**Given text:**
┌──
DEV Community

Wilson Xu
Wilson Xu

Posted on

Building Resilient Microservices with Circuit Breakers in Node.js

Building Resilient Microservices with Circuit Breakers in Node.js

Microservices fail. Not if — when. A database goes down, a third-party API rate-limits you, a downstream service redeploys and spends 30 seconds restarting. What separates resilient systems from fragile ones is not preventing these failures but containing them. The circuit breaker pattern is the most battle-tested tool for that job.

In this article you'll implement circuit breakers in Node.js using the opossum library — the de facto standard in the Node ecosystem. You'll cover the three states of a circuit breaker, timeout and threshold configuration, fallback strategies, integration with metrics and alerting, and a testing strategy that validates failure behaviour without relying on actual network outages.

All examples use Node.js 20 LTS and TypeScript-friendly patterns. The code is production-ready.


Why Circuit Breakers Exist

Imagine a payments service that calls an upstream fraud-detection API. The fraud API starts returning errors. Without a circuit breaker, every payment request waits the full HTTP timeout (say, 10 seconds) before failing. With 200 RPS hitting your payments service, you rapidly exhaust your thread pool, connection pool, and memory. The payments service itself goes down — not because of its own bug, but because of a cascade from a dependency.
└──
Extracted data entries:
┌──
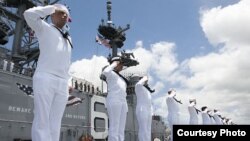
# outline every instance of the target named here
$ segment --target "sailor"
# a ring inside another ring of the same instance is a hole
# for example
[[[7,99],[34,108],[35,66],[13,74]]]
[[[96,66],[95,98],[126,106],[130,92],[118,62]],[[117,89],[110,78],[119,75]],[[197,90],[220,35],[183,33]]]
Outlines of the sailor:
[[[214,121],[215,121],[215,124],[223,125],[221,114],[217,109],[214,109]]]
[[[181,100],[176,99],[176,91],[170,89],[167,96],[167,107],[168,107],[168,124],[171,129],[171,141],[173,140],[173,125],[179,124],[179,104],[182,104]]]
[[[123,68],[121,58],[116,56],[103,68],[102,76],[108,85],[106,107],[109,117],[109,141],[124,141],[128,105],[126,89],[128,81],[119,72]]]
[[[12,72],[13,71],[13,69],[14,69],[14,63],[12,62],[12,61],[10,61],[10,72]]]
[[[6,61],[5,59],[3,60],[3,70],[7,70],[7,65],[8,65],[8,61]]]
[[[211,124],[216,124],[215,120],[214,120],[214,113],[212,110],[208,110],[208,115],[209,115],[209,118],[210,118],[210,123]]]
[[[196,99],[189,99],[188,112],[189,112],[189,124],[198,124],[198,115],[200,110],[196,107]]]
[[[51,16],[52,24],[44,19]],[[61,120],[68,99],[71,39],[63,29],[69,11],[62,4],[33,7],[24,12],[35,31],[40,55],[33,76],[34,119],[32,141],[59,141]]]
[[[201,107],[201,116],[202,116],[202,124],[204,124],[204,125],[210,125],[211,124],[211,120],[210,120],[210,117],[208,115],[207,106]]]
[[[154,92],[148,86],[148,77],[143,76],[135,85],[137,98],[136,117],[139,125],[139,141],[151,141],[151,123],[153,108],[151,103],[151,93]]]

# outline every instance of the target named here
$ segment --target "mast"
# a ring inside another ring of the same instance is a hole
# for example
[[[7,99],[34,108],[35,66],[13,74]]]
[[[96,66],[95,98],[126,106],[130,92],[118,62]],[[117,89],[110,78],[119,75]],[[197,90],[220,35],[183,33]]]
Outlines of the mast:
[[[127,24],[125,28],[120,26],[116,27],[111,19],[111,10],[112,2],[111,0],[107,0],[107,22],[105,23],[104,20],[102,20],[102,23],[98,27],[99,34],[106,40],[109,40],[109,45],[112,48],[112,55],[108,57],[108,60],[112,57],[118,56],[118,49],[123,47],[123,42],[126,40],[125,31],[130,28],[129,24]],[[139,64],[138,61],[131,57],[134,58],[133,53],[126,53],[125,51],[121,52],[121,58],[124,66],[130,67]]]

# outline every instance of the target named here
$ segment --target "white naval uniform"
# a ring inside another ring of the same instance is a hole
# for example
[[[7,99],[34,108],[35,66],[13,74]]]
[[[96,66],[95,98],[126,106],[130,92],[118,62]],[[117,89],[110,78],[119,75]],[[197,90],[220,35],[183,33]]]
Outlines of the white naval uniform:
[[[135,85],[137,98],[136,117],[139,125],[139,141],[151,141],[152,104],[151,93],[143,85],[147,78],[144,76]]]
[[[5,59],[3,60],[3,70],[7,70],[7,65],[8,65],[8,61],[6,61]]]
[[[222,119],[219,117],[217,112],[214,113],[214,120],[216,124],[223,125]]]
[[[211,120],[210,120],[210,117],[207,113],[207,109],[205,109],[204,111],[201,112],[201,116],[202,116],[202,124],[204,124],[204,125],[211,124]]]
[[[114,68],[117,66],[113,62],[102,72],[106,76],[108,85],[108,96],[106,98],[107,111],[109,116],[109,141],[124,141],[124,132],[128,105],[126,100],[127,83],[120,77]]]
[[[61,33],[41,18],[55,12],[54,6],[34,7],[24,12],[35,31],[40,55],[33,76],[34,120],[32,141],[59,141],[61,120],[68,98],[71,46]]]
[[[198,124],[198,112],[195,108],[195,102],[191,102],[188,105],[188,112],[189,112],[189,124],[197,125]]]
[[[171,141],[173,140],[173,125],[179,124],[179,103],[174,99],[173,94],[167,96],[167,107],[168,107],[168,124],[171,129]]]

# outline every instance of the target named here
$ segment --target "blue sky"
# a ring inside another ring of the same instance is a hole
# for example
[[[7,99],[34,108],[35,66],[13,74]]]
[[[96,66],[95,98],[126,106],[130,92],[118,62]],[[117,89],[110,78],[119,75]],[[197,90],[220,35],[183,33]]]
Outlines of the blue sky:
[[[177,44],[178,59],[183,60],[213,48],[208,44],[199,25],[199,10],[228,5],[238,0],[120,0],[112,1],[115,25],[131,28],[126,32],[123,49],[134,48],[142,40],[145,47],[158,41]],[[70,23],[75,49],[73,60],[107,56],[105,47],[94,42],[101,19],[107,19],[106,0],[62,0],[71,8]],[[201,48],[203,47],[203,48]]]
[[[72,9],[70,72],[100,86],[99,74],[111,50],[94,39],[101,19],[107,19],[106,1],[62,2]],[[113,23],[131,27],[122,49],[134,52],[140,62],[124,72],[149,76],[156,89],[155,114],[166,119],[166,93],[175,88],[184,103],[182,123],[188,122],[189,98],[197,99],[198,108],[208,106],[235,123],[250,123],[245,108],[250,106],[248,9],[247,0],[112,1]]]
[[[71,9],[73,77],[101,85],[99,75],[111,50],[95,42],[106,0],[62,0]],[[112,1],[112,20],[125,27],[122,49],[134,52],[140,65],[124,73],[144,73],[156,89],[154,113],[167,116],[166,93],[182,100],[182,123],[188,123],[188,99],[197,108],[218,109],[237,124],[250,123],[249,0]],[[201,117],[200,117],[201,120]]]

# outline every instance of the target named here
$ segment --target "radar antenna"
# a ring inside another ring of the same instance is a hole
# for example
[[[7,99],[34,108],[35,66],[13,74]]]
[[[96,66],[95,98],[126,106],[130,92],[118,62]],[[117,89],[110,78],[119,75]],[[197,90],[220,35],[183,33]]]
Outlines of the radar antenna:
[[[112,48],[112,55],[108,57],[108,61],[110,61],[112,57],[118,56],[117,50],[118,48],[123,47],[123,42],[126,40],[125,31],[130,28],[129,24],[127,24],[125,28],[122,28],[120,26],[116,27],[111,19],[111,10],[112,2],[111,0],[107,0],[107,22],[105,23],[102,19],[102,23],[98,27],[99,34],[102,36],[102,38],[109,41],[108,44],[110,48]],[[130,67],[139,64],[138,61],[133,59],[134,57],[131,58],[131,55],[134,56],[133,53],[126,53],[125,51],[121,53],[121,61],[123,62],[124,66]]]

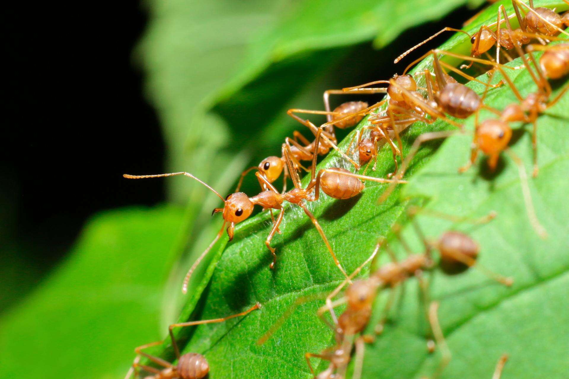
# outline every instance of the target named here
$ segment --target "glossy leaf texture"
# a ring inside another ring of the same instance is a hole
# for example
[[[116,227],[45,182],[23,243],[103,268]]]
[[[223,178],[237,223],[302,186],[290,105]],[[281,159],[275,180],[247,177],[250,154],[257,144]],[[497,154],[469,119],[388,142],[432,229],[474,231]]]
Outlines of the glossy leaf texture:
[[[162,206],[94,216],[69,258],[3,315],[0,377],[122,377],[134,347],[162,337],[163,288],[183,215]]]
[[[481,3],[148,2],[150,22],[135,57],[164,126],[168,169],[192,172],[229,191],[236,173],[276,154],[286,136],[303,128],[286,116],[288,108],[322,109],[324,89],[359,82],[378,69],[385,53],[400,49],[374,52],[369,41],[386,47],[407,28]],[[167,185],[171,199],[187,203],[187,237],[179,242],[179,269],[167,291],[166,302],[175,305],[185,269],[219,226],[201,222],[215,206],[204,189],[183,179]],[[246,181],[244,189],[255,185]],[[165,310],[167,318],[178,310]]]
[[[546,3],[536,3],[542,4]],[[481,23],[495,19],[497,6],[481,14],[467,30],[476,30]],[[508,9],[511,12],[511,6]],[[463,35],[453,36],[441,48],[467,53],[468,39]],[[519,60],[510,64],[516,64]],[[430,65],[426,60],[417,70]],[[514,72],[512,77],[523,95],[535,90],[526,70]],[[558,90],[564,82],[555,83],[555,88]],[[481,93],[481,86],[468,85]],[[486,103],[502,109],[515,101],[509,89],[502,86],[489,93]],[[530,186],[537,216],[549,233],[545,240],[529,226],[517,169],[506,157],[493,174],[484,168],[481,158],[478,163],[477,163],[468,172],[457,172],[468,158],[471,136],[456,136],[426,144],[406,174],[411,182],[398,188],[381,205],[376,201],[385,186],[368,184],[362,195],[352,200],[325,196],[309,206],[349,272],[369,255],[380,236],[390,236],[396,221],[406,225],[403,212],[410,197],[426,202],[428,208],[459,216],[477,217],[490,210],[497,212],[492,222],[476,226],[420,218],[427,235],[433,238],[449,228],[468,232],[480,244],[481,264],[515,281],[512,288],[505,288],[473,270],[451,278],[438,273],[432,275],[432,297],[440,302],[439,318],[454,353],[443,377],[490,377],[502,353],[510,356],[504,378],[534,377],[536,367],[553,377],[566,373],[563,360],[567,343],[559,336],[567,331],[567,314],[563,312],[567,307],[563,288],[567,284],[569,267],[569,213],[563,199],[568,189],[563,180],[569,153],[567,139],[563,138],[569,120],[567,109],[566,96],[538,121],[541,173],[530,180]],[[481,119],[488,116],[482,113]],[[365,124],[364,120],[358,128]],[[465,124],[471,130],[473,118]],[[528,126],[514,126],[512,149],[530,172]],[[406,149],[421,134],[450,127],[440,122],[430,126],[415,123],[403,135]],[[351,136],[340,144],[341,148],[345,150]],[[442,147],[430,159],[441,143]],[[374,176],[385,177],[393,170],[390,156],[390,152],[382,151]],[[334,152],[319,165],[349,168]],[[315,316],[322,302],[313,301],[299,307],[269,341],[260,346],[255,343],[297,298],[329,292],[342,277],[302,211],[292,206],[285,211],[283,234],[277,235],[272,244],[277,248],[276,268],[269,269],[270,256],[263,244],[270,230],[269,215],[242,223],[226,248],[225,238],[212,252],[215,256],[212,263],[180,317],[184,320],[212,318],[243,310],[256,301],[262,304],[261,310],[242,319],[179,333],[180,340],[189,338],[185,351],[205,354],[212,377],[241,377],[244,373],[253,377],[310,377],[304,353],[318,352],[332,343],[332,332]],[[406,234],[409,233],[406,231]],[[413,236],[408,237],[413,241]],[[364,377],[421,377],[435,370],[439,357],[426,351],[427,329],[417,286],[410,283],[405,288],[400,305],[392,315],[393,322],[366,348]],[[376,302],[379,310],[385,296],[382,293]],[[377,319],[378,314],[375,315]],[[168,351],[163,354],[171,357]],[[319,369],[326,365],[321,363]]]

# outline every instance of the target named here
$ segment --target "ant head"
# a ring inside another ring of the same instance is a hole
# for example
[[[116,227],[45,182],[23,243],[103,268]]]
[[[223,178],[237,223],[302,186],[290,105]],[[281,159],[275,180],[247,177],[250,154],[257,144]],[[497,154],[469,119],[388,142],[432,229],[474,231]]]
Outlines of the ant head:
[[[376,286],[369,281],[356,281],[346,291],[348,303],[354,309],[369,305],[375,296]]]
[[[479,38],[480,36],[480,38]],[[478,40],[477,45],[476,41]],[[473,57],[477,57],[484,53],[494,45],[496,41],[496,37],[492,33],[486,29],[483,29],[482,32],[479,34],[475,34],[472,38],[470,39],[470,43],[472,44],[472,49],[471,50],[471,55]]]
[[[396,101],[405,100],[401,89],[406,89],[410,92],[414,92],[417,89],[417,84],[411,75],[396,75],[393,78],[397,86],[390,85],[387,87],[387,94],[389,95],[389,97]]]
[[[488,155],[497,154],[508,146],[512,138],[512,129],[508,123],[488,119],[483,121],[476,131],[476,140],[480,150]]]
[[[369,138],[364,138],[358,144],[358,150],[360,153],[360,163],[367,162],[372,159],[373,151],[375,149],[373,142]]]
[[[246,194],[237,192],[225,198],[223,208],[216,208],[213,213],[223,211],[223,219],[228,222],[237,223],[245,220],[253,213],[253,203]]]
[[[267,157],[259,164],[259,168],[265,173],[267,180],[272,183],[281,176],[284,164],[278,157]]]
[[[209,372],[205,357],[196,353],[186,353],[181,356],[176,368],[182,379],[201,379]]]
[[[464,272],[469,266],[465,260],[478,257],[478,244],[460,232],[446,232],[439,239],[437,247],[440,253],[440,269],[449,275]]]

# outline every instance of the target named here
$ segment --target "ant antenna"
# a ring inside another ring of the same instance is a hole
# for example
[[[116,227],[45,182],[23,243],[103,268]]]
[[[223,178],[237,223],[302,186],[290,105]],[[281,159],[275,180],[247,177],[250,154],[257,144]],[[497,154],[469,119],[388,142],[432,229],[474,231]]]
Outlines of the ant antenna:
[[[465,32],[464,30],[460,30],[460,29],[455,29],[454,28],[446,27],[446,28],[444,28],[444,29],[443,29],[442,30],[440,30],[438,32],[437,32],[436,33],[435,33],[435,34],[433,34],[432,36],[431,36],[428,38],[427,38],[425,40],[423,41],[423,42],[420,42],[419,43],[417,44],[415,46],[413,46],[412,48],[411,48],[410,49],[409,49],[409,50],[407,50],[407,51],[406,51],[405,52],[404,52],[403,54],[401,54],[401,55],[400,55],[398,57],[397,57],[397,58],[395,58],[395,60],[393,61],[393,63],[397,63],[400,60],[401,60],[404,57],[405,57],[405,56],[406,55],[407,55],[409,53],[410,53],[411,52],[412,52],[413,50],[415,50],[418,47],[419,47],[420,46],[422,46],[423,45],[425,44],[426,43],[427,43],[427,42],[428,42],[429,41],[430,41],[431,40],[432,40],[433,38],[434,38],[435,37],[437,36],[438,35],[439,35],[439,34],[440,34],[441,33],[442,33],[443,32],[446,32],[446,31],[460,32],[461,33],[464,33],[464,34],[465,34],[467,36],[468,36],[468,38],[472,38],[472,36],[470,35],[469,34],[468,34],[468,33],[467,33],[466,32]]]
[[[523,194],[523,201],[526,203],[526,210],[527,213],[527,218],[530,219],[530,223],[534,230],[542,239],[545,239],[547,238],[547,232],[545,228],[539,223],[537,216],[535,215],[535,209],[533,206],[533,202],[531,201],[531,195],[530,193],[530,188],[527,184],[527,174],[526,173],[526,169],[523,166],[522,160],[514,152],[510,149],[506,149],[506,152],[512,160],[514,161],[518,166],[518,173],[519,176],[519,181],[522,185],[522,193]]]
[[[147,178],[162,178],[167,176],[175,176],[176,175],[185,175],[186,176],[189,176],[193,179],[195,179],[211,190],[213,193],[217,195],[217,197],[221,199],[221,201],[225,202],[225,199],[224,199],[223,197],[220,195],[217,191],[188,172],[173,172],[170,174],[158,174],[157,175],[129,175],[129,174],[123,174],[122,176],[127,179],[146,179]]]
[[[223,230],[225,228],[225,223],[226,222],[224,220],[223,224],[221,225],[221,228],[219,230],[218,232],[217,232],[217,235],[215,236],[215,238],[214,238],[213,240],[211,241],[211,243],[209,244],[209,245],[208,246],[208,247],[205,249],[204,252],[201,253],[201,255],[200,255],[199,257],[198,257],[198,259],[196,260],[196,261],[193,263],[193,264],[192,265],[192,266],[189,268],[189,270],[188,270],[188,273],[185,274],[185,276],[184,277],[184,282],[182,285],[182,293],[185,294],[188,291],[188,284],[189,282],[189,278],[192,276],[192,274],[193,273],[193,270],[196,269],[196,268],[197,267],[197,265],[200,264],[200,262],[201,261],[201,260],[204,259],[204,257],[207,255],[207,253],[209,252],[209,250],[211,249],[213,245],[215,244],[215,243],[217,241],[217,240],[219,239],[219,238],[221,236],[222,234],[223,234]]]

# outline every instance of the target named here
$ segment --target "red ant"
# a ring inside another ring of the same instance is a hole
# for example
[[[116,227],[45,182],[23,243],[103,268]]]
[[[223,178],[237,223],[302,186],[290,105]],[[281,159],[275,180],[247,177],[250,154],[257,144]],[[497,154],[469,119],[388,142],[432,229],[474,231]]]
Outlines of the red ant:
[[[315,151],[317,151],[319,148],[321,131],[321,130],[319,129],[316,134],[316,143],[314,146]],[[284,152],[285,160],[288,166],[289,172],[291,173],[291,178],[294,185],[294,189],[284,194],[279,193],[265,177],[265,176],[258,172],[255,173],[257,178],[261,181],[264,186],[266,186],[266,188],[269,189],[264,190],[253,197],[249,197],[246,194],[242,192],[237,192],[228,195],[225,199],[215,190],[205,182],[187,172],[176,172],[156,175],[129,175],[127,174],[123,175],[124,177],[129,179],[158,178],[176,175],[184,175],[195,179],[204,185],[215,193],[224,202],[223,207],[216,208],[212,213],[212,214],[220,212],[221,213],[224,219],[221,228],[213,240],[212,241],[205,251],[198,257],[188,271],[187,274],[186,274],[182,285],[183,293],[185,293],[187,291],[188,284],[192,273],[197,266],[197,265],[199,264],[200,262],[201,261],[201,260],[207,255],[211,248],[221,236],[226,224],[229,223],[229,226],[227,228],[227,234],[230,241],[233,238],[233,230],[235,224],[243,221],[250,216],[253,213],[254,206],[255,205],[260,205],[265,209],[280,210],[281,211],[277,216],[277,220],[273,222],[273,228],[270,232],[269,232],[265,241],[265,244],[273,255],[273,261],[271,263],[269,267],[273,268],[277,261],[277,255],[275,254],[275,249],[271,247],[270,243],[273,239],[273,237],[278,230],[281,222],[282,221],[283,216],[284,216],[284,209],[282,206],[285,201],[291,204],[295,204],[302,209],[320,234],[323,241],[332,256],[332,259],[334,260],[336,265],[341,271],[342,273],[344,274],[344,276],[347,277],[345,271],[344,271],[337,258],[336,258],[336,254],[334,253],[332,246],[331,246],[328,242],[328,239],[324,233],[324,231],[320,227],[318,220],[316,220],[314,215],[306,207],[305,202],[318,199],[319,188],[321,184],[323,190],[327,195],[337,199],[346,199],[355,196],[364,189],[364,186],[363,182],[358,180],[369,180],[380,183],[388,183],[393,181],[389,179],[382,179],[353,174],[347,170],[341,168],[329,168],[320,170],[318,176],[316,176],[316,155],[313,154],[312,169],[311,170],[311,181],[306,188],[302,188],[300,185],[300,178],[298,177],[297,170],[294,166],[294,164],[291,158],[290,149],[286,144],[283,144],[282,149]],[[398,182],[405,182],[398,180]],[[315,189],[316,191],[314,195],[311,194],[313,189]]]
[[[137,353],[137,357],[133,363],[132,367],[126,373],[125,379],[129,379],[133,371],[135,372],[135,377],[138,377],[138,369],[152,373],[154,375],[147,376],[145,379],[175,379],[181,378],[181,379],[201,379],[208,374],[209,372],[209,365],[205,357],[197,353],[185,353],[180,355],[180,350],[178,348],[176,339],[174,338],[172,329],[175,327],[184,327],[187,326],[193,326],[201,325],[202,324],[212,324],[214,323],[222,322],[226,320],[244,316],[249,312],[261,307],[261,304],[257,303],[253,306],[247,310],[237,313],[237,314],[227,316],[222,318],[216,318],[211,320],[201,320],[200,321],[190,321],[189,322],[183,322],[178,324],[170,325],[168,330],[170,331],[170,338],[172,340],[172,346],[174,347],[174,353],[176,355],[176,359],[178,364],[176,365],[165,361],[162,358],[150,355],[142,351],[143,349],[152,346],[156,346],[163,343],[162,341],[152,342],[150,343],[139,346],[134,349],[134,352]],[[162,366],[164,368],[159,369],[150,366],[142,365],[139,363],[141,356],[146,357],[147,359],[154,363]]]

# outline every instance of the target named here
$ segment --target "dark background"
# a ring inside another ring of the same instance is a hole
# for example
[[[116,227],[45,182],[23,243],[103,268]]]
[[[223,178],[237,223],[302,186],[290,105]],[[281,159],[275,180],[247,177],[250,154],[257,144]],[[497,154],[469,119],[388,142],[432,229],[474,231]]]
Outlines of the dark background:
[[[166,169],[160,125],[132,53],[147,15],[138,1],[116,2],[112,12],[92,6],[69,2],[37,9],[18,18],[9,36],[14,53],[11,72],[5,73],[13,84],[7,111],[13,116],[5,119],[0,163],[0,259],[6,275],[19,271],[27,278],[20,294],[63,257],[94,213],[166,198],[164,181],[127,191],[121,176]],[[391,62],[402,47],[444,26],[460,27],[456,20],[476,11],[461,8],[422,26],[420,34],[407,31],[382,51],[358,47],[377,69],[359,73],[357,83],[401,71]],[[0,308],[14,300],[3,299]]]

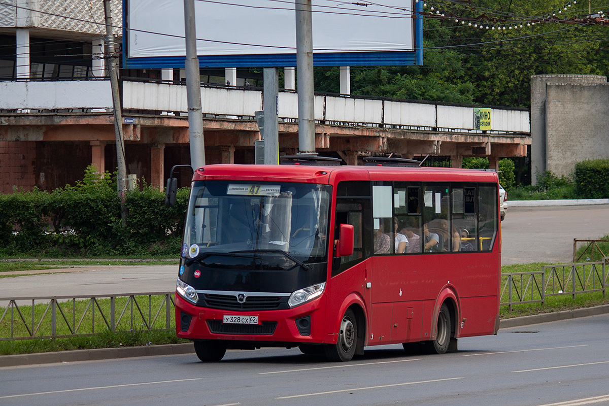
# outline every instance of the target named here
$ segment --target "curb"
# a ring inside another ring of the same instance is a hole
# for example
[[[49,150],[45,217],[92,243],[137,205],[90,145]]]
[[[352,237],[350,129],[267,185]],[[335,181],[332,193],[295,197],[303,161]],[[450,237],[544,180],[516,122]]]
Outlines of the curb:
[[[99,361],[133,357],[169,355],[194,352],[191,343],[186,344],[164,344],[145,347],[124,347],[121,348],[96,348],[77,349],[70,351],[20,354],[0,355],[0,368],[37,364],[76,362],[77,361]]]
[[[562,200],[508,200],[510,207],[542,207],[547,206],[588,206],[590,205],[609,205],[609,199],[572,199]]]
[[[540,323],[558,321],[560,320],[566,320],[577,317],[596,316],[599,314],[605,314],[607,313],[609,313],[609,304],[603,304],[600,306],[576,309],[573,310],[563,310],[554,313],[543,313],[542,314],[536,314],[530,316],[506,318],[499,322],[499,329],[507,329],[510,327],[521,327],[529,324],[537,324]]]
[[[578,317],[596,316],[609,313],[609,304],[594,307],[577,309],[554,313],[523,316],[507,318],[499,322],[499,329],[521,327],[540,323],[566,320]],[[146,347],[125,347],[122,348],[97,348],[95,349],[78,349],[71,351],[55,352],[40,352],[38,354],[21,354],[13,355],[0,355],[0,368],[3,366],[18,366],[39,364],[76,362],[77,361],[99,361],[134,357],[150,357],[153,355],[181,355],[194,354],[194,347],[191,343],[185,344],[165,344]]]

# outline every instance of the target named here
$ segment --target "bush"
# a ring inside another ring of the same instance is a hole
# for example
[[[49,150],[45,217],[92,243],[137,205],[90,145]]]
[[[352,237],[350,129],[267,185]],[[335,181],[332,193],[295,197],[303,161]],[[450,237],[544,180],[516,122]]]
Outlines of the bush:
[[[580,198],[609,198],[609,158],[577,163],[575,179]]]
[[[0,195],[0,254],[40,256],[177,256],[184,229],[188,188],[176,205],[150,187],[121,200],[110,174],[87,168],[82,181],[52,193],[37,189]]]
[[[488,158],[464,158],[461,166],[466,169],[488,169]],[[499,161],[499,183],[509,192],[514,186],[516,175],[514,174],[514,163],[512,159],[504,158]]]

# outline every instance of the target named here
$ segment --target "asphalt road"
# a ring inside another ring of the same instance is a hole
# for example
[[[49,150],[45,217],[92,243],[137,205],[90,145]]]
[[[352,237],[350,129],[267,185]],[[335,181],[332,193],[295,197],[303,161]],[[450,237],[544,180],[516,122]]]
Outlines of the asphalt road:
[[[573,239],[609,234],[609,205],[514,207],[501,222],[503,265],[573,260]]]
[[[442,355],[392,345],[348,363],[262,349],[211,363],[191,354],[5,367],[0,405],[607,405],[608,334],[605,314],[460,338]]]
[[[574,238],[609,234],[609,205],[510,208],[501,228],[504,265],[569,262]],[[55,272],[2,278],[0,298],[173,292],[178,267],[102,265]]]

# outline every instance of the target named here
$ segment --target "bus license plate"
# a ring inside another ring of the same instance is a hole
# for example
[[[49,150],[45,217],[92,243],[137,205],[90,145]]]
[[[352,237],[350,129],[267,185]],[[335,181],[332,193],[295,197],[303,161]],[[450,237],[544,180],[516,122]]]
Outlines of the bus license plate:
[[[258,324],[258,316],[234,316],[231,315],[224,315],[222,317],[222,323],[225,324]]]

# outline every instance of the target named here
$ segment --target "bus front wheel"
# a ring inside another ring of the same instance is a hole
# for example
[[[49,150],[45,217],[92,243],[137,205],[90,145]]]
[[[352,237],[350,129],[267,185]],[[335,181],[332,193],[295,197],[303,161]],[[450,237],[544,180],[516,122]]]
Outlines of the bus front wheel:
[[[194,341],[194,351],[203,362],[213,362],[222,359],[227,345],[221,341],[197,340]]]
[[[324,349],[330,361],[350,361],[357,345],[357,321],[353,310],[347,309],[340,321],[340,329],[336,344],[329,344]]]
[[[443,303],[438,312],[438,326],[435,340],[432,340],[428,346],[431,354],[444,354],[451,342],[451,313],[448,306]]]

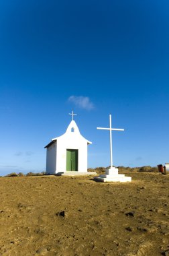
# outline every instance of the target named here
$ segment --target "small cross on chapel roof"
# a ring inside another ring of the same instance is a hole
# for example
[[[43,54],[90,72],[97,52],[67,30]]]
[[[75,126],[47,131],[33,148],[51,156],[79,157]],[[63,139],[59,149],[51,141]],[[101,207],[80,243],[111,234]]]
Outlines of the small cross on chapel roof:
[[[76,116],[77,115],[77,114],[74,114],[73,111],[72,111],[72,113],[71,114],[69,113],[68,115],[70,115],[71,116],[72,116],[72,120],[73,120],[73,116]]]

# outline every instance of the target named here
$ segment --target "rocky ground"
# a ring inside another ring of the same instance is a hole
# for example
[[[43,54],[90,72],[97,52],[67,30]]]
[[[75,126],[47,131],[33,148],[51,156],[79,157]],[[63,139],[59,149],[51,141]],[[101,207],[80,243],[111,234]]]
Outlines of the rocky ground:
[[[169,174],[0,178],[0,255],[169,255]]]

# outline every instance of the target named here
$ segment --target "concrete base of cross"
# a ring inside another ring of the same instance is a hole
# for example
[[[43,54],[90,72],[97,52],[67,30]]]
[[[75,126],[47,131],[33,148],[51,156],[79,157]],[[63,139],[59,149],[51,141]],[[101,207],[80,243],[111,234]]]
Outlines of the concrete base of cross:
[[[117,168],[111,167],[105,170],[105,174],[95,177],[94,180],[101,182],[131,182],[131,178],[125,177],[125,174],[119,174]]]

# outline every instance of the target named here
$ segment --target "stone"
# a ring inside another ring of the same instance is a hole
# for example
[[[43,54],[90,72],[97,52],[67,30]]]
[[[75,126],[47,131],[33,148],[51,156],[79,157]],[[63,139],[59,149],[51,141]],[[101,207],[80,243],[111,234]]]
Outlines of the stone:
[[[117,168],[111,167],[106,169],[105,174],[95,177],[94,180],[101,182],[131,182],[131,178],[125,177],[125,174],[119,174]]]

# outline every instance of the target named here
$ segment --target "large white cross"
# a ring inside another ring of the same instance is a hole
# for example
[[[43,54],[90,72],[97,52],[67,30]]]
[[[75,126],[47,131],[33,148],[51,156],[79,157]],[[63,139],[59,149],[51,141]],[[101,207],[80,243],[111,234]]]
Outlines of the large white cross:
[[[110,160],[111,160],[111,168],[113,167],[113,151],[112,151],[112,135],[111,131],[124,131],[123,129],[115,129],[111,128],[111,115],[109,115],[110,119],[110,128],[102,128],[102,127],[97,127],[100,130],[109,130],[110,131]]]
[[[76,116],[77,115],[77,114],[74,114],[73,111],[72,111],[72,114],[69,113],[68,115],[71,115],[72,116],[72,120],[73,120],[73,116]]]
└──
**To-do list:**
a – The circuit breaker article lists the topics it will cover. Name each one.
b – Write the next part of the circuit breaker article, picking up right after its last sentence.

**Exercise results:**
a –
- The three states of a circuit breaker
- Timeout and threshold configuration
- Fallback strategies
- Integration with metrics and alerting
- A testing strategy that validates failure behavior without relying on actual network outages

b –
The circuit breaker stops this cascade. After a configurable number of failures, it "opens" the circuit and immediately rejects new requests to the failing dependency — no waiting, no thread exhaustion. After a cooldown period, it allows a probe request through. If that succeeds, it "closes" again.

The three states:

  • Closed: Everything works. Calls flow through normally. Failures are counted.
  • Open: Too many failures. Calls are short-circuited immediately with an error (or fallback). No real requests are made to the failing service.
  • Half-Open: After the reset timeout, one test request is allowed. Success closes the circuit; failure re-opens it.

Installing Opossum

npm install opossum
# Optional but recommended: Prometheus metrics
npm install opossum-prometheus prom-client
Enter fullscreen mode Exit fullscreen mode

Opossum is maintained by the Node.js Foundation's ecosystem and has been in production at Red Hat and IBM for years. It has zero mandatory dependencies and works with any function that returns a Promise.


Your First Circuit Breaker

The simplest case: wrap an HTTP call.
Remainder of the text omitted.